Repeat, word for word, the stretch of rows from the line containing "reads [[116, 441]]." through the end of the rows.

SUPPLIED MATERIAL:
==*==

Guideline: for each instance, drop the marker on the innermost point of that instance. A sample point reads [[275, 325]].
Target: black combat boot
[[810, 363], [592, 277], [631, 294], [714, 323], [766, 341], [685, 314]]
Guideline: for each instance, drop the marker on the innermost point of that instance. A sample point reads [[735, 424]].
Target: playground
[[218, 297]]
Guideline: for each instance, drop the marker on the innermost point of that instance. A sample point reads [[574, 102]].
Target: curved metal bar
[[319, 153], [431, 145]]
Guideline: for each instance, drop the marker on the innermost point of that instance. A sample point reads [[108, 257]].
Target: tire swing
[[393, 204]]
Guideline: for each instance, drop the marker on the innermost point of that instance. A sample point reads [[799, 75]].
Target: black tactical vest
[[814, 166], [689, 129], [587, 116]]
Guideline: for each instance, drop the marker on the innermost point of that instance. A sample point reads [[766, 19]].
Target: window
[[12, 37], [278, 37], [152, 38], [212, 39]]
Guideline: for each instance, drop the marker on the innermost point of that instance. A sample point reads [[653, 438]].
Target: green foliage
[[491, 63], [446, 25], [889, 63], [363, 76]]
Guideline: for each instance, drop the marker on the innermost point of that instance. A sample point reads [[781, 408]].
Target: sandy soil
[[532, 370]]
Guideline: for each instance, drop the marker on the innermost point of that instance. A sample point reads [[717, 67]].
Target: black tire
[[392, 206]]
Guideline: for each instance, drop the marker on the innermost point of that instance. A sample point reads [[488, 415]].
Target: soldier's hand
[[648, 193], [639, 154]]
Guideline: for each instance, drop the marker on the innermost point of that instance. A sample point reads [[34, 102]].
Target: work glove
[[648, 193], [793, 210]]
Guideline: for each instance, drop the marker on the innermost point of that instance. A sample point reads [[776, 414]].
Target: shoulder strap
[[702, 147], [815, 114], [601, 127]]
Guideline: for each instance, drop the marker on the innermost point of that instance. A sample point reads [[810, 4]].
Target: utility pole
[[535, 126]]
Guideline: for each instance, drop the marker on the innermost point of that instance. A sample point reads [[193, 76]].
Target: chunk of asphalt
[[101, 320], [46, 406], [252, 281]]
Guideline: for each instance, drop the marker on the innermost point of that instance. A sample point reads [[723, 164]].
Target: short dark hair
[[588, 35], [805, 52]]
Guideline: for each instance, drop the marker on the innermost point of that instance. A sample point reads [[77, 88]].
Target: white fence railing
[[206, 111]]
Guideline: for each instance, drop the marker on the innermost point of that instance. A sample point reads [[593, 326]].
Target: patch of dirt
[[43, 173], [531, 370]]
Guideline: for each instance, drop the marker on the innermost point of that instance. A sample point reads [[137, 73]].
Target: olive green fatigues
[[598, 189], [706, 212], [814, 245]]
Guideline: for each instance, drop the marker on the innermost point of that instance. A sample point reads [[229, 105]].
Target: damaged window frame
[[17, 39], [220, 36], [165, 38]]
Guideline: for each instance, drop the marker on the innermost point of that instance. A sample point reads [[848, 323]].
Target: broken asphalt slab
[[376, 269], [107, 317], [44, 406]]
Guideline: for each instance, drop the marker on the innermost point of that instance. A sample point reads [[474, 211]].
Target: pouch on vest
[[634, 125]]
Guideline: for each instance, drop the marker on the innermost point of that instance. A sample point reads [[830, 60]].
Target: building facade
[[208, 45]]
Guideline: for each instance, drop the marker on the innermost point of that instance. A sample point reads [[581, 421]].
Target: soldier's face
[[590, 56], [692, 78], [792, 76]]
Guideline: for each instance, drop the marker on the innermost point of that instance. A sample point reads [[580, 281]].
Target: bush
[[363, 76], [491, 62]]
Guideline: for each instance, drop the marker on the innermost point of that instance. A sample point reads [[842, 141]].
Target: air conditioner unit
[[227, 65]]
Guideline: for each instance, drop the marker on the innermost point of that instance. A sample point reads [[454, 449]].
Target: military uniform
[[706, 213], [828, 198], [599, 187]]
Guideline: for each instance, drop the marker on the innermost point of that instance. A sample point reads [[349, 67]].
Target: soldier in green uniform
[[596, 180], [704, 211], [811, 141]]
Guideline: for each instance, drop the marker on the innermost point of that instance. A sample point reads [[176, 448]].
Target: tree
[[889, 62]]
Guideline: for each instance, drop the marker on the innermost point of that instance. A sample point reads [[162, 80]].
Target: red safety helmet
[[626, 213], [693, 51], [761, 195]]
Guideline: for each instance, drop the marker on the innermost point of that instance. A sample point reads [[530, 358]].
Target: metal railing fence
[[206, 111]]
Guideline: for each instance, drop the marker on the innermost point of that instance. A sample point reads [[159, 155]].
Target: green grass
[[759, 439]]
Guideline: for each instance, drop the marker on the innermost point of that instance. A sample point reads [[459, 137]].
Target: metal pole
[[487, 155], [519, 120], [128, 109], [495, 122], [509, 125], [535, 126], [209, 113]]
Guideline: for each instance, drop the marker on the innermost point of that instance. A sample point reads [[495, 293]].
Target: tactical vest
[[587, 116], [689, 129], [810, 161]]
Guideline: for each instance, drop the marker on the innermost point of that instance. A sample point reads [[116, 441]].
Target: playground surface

==*==

PROBLEM SOLUTION:
Guideline: for each instance, drop the marker on the innermost point of that instance. A sample point reads [[116, 441]].
Target: playground surface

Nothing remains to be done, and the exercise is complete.